■ **Work to be completed**
Please copy all of the entries exactly, but drop every picture.

■ **Extracted records**
----------

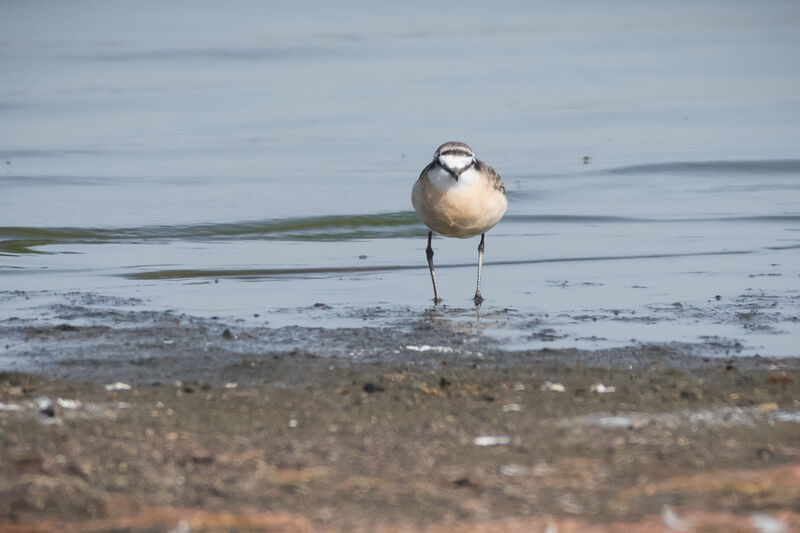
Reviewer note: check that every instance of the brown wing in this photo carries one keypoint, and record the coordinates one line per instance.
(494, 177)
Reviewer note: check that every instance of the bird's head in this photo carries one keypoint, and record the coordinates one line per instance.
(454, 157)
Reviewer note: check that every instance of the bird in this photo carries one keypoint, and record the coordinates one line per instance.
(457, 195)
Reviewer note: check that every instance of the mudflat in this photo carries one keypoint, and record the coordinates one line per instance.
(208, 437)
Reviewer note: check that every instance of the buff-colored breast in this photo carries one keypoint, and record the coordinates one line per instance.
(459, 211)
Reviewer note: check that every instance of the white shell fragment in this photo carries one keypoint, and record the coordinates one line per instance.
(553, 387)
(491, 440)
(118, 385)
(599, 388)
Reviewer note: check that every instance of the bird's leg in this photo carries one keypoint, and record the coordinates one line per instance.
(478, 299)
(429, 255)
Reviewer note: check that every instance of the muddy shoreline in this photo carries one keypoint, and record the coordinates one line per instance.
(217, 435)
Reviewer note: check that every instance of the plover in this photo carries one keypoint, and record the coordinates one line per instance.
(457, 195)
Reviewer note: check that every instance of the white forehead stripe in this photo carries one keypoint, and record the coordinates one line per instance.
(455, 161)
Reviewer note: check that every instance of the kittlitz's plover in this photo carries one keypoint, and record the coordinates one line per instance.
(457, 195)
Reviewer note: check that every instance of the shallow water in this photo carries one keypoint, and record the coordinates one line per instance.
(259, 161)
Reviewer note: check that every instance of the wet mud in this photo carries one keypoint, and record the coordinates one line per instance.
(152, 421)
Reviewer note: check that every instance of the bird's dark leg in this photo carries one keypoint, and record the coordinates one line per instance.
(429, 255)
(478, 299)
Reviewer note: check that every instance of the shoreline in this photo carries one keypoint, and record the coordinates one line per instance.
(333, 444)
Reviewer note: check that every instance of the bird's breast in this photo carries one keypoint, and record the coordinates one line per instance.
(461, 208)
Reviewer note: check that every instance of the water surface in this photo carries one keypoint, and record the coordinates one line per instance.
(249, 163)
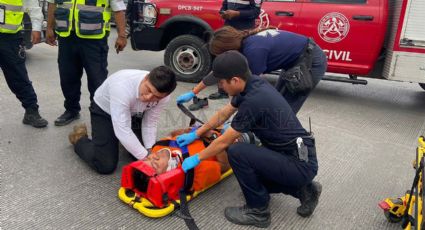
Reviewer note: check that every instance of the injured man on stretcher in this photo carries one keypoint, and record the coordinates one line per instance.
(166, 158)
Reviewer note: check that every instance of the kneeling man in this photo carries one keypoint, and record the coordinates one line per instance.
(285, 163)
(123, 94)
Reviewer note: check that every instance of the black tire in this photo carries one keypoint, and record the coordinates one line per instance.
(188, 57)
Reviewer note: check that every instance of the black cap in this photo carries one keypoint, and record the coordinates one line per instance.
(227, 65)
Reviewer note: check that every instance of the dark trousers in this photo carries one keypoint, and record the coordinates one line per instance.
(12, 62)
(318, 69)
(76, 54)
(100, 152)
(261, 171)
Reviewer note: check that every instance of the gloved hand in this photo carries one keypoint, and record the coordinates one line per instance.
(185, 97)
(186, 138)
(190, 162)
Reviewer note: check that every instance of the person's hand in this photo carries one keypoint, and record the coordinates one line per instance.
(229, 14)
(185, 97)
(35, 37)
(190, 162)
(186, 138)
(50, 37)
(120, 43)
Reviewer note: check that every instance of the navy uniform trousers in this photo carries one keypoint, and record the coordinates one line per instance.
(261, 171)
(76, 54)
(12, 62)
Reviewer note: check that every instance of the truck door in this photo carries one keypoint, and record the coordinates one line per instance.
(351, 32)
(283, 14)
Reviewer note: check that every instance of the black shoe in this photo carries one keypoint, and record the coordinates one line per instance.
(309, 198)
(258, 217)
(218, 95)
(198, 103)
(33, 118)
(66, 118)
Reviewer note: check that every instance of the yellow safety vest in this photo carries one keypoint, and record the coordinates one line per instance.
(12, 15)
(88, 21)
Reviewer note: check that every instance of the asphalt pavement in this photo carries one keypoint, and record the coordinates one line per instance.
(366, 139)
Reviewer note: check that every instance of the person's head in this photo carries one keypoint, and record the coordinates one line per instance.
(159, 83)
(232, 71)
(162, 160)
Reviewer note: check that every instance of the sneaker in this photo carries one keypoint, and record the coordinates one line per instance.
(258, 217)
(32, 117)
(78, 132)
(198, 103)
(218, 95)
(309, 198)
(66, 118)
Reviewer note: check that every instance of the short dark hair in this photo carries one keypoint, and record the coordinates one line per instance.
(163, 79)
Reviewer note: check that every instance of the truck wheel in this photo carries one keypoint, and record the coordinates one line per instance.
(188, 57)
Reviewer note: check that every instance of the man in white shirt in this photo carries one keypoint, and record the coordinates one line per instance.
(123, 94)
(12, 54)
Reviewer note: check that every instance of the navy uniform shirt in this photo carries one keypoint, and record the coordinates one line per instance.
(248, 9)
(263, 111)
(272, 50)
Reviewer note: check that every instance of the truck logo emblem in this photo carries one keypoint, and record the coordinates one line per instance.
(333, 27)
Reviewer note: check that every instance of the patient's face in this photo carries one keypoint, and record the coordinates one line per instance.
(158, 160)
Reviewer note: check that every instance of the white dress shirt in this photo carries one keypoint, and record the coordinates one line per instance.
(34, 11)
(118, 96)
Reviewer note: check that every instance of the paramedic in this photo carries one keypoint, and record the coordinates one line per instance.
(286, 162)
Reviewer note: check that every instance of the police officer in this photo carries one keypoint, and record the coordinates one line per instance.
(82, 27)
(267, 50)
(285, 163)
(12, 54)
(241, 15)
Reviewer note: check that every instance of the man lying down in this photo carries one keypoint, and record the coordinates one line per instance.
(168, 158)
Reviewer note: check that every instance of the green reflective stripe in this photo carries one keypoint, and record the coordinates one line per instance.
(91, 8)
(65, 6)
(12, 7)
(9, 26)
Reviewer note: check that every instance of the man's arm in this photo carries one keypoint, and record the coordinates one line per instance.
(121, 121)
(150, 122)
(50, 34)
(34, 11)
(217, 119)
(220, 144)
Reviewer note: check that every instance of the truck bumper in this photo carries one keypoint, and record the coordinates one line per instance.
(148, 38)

----------

■ **Completed task**
Reviewer note: check that every instance of the brown wing in this photo carries one keypoint, and record the coordinates one line per instance.
(494, 177)
Reviewer note: check that every instance of the bird's head in this photo carries one keypoint, and record the coordinates one line per instance.
(454, 157)
Reviewer note: check that every instance of the bird in this photo carries one keypoint, and record the coordinates one line per instance.
(457, 195)
Reviewer note: check that every instance of the mudflat in this photo carries one keypoint, and record the coordinates one line per instance.
(208, 437)
Reviewer note: check that every instance of the buff-colored breast in this photo carries one keypoint, and record the coordinates one line per instance.
(459, 211)
Reviewer note: check that every instance of the white shell fragment in this photo carries one keypoint, and record the coordinates one line per instance.
(553, 387)
(491, 440)
(118, 385)
(599, 388)
Reviewer note: check that every instance of the bird's leg in this photo carries one keypoint, and record the coordinates one line per instance.
(478, 299)
(429, 255)
Reviewer note: check that every instance of the muddy shoreline in this photo carries one keypoint, and record the coordinates one line per instance.
(217, 435)
Reviewer note: check that every instance of the plover in this photo carries one keypoint, and record the coordinates one line per instance.
(457, 195)
Reviewer note: check that every instance of the white forehead stripe in this photo carries one keypoint, and record the coordinates one line per instance.
(455, 161)
Reviewer note: check that every instance of the kittlitz's plover in this photo carries one keypoint, and record the coordinates one line per instance.
(457, 195)
Reviewer note: check that every instance of the shallow water in this photo carries one keypoint, and record the coordinates one line per instance.
(259, 161)
Reviewer note: check that every instance of the wet mud in this photo carries one keypoint, and record the coordinates one line per instance.
(152, 421)
Reviewer note: check that every instance of the bird's dark leg in this photo carries one keypoint, and record the coordinates one line per instance.
(429, 255)
(478, 299)
Reviewer note: check that every instance of the shoreline in this photo carries one keypoint, and record the coordinates one line per instance.
(333, 444)
Reviewer note: check that every instance of the bird's breast in this photo carries one keypoint, and record the coordinates one line per instance.
(461, 208)
Reviewer note: check that every instance of the water surface in this photo carries one keypoint, and record the coordinates one line per instance.
(249, 163)
Reviewer note: check that every instance of the injured man on stretcher in this photo carries one keypoint, and record the coordinates one line per instance.
(166, 158)
Reviewer note: check that every instance of the kneeling man in this photo carries one keypoint, and record the coordinates one line per instance.
(285, 163)
(123, 94)
Reviewer note: check that every instance of the black tire in this photo carries one keypoint, and record the coordinates one line per instance.
(188, 57)
Reviewer note: check that every instance of the black cap in this photo carries one keypoint, and record the coordinates one line per instance.
(227, 65)
Reviewer note: check that every instance of the dark trousers in this photo carries one keypoint, and record the coordinates one line per instance.
(12, 62)
(318, 69)
(76, 54)
(100, 152)
(261, 171)
Reviewer note: check that every instance of the gloved hand in this photo carries one keypoint, and record the coordinates one line per instance.
(185, 97)
(186, 138)
(190, 162)
Reviewer note: check that every instance of the person's hand in this photo carries one keypoint, and record the coordinates one line per instance.
(229, 14)
(185, 97)
(35, 37)
(190, 162)
(186, 138)
(50, 37)
(120, 43)
Reviewer note: check that every instance of the navy uniform trousers in this photo carries one keypoint, and record the coordinates one line per instance.
(261, 171)
(76, 54)
(12, 62)
Reviewer note: check that every instance of the truck door in this photo carries one keypoint, and record the coordinates one line per instance.
(351, 32)
(283, 14)
Reviewer note: check that every instance of the black shoe in this photo carries one keypoint, and record the coordinates one line per instance.
(309, 198)
(258, 217)
(218, 95)
(198, 103)
(33, 118)
(66, 118)
Reviewer note: check that every instance of the yellow safety vest in this photo carries one keypoint, and record the coordinates one line per instance.
(12, 15)
(88, 21)
Reviewer note: check that every instance of the asphalt pavement in this photo carries one keypoint, and record the coordinates one line per instance.
(366, 139)
Reviewer note: check that every instance of the person's head in this photo carries one keypoint, and record the coordinates one line per instance.
(159, 83)
(232, 71)
(162, 160)
Reviewer note: check that every instance of the sneaker in this photo carries one keypoint, and record the coordinates one line per instance.
(258, 217)
(32, 117)
(78, 132)
(198, 103)
(218, 95)
(309, 198)
(66, 118)
Reviewer note: check that every instance of the short dark hair in this photo carries one keypoint, and record the coordinates one line per instance.
(163, 79)
Reviewer note: check that every instance of the truck wheel in this photo carries one keypoint, and record the coordinates one line per instance.
(188, 57)
Reviewer note: check that every instance of the man in white shirt in this photo carries one keypoint, and record the coordinates one line per instance.
(123, 94)
(12, 54)
Reviewer note: check that every instance of the navy uniform shirt in this photo carries one keypoint, and record the coordinates one line per instance.
(248, 9)
(263, 111)
(272, 50)
Reviewer note: check that every instance of the truck logo emblem in this photo carries one keypoint, and record the coordinates one line per instance.
(333, 27)
Reviewer note: check that every instance of the patient's face in this photo carries one keypoint, and record the coordinates one line per instance.
(158, 160)
Reviewer note: check that every instance of the white dress shirt in this photo carries one keypoint, and record the coordinates one line per instance.
(34, 11)
(118, 96)
Reviewer note: check that every instance of the paramedic in this photo carries one keypoint, and record the coordinates one line per instance.
(286, 162)
Reviewer note: check that every instance of the police officer in this photo carries one keypoint, and record the coordinates one line per instance.
(82, 27)
(267, 50)
(285, 163)
(12, 54)
(241, 15)
Reviewer note: check that every instance of the man lying down in this photo carries one keypoint, and record the coordinates one line per instance.
(168, 158)
Reviewer note: check that every instance of the green reflective stripe in this photo carries one keypoint, and record the coordinates one line per instance.
(91, 8)
(65, 6)
(12, 7)
(9, 26)
Reviewer note: check that every instance of the man's arm in this photo carries one keypoint, and record the coordinates one line per instance.
(121, 121)
(150, 122)
(50, 34)
(34, 11)
(217, 119)
(220, 144)
Reviewer note: check that every instance of the truck bumper in this photo carries one keypoint, and record the coordinates one line per instance.
(148, 38)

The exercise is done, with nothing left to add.